Transcribe the listing word for word.

START ENTRIES PROVIDED

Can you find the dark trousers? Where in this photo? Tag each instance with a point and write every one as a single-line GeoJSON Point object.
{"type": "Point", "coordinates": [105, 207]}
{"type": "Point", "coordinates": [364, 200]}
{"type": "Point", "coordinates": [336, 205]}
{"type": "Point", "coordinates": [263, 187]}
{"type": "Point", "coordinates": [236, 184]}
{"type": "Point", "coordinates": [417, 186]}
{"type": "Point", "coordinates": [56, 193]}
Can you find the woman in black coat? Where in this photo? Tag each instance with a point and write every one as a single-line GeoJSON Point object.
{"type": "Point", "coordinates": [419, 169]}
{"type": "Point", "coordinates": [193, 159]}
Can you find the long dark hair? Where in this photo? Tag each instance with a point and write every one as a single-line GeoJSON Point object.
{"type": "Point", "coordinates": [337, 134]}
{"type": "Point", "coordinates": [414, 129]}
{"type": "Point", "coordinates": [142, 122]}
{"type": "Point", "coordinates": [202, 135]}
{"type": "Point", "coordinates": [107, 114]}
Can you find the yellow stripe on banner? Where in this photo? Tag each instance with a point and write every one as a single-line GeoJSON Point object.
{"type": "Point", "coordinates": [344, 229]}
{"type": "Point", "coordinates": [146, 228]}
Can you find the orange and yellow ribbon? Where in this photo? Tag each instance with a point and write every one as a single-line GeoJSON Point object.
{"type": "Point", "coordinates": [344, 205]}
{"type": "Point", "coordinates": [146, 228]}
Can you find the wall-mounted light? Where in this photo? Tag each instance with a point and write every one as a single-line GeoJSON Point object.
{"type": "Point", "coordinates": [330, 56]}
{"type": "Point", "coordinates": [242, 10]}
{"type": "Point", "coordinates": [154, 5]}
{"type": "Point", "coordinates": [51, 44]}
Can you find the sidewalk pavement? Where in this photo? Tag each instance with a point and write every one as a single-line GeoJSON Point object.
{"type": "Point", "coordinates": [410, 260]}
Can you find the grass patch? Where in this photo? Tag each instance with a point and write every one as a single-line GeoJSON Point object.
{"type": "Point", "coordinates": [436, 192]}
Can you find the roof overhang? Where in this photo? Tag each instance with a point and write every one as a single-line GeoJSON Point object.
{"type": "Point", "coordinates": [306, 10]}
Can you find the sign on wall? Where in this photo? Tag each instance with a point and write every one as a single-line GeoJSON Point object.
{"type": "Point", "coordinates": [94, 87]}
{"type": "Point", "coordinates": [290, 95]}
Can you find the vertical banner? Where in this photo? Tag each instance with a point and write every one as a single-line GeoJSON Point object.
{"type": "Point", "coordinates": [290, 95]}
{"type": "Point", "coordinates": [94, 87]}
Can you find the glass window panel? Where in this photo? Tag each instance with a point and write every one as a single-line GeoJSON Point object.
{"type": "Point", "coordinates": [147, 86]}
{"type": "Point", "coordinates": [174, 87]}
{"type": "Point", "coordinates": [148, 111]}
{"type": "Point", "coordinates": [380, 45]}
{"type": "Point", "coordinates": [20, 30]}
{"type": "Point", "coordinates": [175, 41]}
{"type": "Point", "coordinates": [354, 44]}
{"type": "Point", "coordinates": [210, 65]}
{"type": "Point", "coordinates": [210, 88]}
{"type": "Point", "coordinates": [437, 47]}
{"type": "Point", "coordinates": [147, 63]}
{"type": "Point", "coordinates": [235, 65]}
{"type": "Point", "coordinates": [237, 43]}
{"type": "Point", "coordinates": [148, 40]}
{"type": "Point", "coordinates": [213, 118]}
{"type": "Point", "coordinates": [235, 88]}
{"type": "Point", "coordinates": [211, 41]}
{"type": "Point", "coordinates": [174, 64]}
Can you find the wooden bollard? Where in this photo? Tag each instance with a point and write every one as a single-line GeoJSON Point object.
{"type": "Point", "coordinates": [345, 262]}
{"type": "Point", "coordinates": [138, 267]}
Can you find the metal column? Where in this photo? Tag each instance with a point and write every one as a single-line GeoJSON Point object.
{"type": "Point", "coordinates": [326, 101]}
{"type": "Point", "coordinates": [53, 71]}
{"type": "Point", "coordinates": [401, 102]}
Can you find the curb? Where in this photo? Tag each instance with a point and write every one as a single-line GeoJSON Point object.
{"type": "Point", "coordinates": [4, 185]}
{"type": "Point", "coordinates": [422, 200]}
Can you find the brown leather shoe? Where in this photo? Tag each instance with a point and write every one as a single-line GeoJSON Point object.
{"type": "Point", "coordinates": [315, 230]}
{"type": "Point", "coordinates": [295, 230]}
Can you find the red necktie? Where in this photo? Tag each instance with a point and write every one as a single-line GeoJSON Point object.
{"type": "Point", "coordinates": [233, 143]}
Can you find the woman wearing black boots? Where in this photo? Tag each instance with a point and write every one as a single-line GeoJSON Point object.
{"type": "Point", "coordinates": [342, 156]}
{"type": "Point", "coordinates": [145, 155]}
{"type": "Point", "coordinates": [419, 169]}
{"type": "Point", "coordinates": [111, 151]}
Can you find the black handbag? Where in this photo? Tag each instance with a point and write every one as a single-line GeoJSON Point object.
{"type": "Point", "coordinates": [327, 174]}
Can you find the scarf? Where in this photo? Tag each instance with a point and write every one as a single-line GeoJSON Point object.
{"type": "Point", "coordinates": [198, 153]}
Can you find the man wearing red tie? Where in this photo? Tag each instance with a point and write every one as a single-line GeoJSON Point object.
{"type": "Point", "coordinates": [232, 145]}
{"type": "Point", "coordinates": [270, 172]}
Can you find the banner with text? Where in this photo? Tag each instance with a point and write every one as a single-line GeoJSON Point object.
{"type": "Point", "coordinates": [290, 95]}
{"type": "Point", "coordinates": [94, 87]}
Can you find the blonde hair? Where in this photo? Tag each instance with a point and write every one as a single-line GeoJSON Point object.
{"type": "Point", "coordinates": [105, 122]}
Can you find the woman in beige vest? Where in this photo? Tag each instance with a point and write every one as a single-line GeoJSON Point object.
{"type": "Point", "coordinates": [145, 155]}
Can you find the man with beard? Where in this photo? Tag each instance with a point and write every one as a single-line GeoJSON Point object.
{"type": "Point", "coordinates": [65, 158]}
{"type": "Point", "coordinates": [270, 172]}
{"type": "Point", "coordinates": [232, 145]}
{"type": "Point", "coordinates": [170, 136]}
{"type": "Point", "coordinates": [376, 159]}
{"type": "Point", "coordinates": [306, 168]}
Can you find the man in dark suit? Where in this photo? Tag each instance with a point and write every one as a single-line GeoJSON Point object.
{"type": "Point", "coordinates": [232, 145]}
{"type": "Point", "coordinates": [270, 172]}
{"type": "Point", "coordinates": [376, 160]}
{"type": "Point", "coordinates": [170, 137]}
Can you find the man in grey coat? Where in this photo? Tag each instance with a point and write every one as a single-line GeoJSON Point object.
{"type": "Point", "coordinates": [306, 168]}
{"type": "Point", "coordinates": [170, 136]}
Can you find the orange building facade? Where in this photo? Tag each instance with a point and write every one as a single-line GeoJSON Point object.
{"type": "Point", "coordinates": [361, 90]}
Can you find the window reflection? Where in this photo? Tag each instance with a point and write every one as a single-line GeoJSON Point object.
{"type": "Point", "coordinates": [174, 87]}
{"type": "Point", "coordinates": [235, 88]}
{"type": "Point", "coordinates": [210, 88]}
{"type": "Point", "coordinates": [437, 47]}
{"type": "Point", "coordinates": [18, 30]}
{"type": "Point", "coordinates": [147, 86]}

END ENTRIES PROVIDED

REPLY –
Can you find the dark trousers? Where in this photo? Tag each instance with a point and write every one as a single-line GeoJSON Point object.
{"type": "Point", "coordinates": [105, 207]}
{"type": "Point", "coordinates": [364, 200]}
{"type": "Point", "coordinates": [336, 205]}
{"type": "Point", "coordinates": [263, 187]}
{"type": "Point", "coordinates": [236, 184]}
{"type": "Point", "coordinates": [417, 186]}
{"type": "Point", "coordinates": [56, 193]}
Can you find the woman in black coat? Where in this photo? Tag each instance with a point and write every one as a single-line GeoJSON Point object.
{"type": "Point", "coordinates": [419, 169]}
{"type": "Point", "coordinates": [193, 159]}
Can you find the long dark hair? Where in this photo? Tag each instance with a point and write every one as a single-line GeoJSON Point object.
{"type": "Point", "coordinates": [337, 134]}
{"type": "Point", "coordinates": [414, 129]}
{"type": "Point", "coordinates": [142, 122]}
{"type": "Point", "coordinates": [202, 135]}
{"type": "Point", "coordinates": [107, 114]}
Can you find the yellow stripe on banner? Where in this photo? Tag each instance with a point and write every one as a single-line GeoJSON Point object.
{"type": "Point", "coordinates": [344, 229]}
{"type": "Point", "coordinates": [146, 228]}
Can you find the orange and yellow ribbon? Where in this photo? Tag each instance with a point and write every one as a single-line GeoJSON Point object.
{"type": "Point", "coordinates": [344, 205]}
{"type": "Point", "coordinates": [146, 228]}
Can you find the wall-mounted light? Where in this photo? Tag each instance with a point and write every one as a single-line GeoJSON Point object.
{"type": "Point", "coordinates": [330, 56]}
{"type": "Point", "coordinates": [242, 10]}
{"type": "Point", "coordinates": [154, 5]}
{"type": "Point", "coordinates": [51, 44]}
Can you find the sidewalk pavement? Where in this photo? Tag each instance with a point and write every one as a single-line GeoJSON Point object.
{"type": "Point", "coordinates": [410, 260]}
Can you find the grass patch? Where in this photo? Tag each instance with a point and write every one as a single-line GeoJSON Point object.
{"type": "Point", "coordinates": [436, 192]}
Can you find the roof overhang? Where in this photo? Tag each instance with a point and write every one as a single-line GeoJSON Point object.
{"type": "Point", "coordinates": [306, 10]}
Can you find the sign on wall? Where in this photo? Tag each instance with a point and write every one as a single-line GeoJSON Point object.
{"type": "Point", "coordinates": [94, 87]}
{"type": "Point", "coordinates": [290, 95]}
Can you find the vertical banner? Where in this photo? Tag each instance with a point and write every one as a single-line GeoJSON Point object.
{"type": "Point", "coordinates": [290, 95]}
{"type": "Point", "coordinates": [94, 87]}
Can you find the glass window panel? Where in this photo? Tag each instance with a point and write every one as a single-line GeoJSON Point object.
{"type": "Point", "coordinates": [147, 86]}
{"type": "Point", "coordinates": [174, 87]}
{"type": "Point", "coordinates": [148, 111]}
{"type": "Point", "coordinates": [380, 45]}
{"type": "Point", "coordinates": [20, 30]}
{"type": "Point", "coordinates": [175, 41]}
{"type": "Point", "coordinates": [354, 44]}
{"type": "Point", "coordinates": [210, 65]}
{"type": "Point", "coordinates": [210, 88]}
{"type": "Point", "coordinates": [437, 47]}
{"type": "Point", "coordinates": [147, 63]}
{"type": "Point", "coordinates": [235, 65]}
{"type": "Point", "coordinates": [237, 43]}
{"type": "Point", "coordinates": [148, 40]}
{"type": "Point", "coordinates": [213, 118]}
{"type": "Point", "coordinates": [235, 88]}
{"type": "Point", "coordinates": [211, 41]}
{"type": "Point", "coordinates": [174, 64]}
Can you find the wooden bollard? Where in this photo? Tag each instance with a point and write every one as a single-line GeoJSON Point object.
{"type": "Point", "coordinates": [345, 262]}
{"type": "Point", "coordinates": [138, 267]}
Can you find the metal column? Where in this photo? Tag each instance with a point and write every one as a single-line GeoJSON Point object.
{"type": "Point", "coordinates": [326, 101]}
{"type": "Point", "coordinates": [53, 71]}
{"type": "Point", "coordinates": [401, 102]}
Can you find the curb? Where in this photo? Tag each instance with a point and write every one as a single-line GeoJSON Point object.
{"type": "Point", "coordinates": [4, 185]}
{"type": "Point", "coordinates": [422, 200]}
Can you find the brown leather shoe? Where in this photo? Tag each instance with a point and write every one as a single-line GeoJSON Point object.
{"type": "Point", "coordinates": [315, 230]}
{"type": "Point", "coordinates": [295, 230]}
Can you find the red necktie? Where in this photo? Tag each instance with a point and write every one as a single-line GeoJSON Point object.
{"type": "Point", "coordinates": [233, 143]}
Can you find the woman wearing black boots? Where in this photo? Tag each instance with a point and write every one as a single-line GeoJSON Point object.
{"type": "Point", "coordinates": [342, 156]}
{"type": "Point", "coordinates": [145, 155]}
{"type": "Point", "coordinates": [419, 169]}
{"type": "Point", "coordinates": [111, 151]}
Can you find the black handbag? Where in this photo? Tag each instance with a point and write every one as a single-line GeoJSON Point object.
{"type": "Point", "coordinates": [327, 174]}
Can you find the scarf? Where in this photo? Tag each instance with a point and write every one as a single-line GeoJSON Point object.
{"type": "Point", "coordinates": [198, 153]}
Can you find the man wearing red tie? Where in this photo? Tag each instance with a point and write every one as a single-line GeoJSON Point object.
{"type": "Point", "coordinates": [232, 145]}
{"type": "Point", "coordinates": [270, 172]}
Can you find the banner with text? Where in this photo? Tag each instance with a point and write every one as a single-line GeoJSON Point object.
{"type": "Point", "coordinates": [290, 95]}
{"type": "Point", "coordinates": [94, 87]}
Can you find the blonde hair? Where in this photo? Tag each instance with a point and write every one as a single-line GeoJSON Point object.
{"type": "Point", "coordinates": [105, 122]}
Can you find the woman in beige vest? Where in this photo? Tag each instance with a point and write every one as a single-line GeoJSON Point object.
{"type": "Point", "coordinates": [145, 155]}
Can you find the man with beard? Where in this photo? Tag each instance with a point and write every one as a single-line GeoJSON Point object.
{"type": "Point", "coordinates": [65, 158]}
{"type": "Point", "coordinates": [270, 172]}
{"type": "Point", "coordinates": [232, 145]}
{"type": "Point", "coordinates": [170, 136]}
{"type": "Point", "coordinates": [376, 159]}
{"type": "Point", "coordinates": [306, 168]}
Can you find the man in dark suit? Where in this photo? Tag each instance with a point and write every one as a single-line GeoJSON Point object.
{"type": "Point", "coordinates": [232, 145]}
{"type": "Point", "coordinates": [270, 172]}
{"type": "Point", "coordinates": [376, 160]}
{"type": "Point", "coordinates": [170, 137]}
Can you find the man in grey coat? Where in this photo? Tag each instance with a point and write every one as a single-line GeoJSON Point object.
{"type": "Point", "coordinates": [306, 168]}
{"type": "Point", "coordinates": [170, 136]}
Can you find the orange building facade? Where in this photo? Tag each instance with a point and write every one as a single-line GeoJSON Point object.
{"type": "Point", "coordinates": [361, 90]}
Can you find the window reflection? Where in this photo? Tag each instance with a point and write every one as a single-line GeoJSON Point object.
{"type": "Point", "coordinates": [174, 87]}
{"type": "Point", "coordinates": [235, 88]}
{"type": "Point", "coordinates": [210, 88]}
{"type": "Point", "coordinates": [437, 47]}
{"type": "Point", "coordinates": [18, 30]}
{"type": "Point", "coordinates": [147, 86]}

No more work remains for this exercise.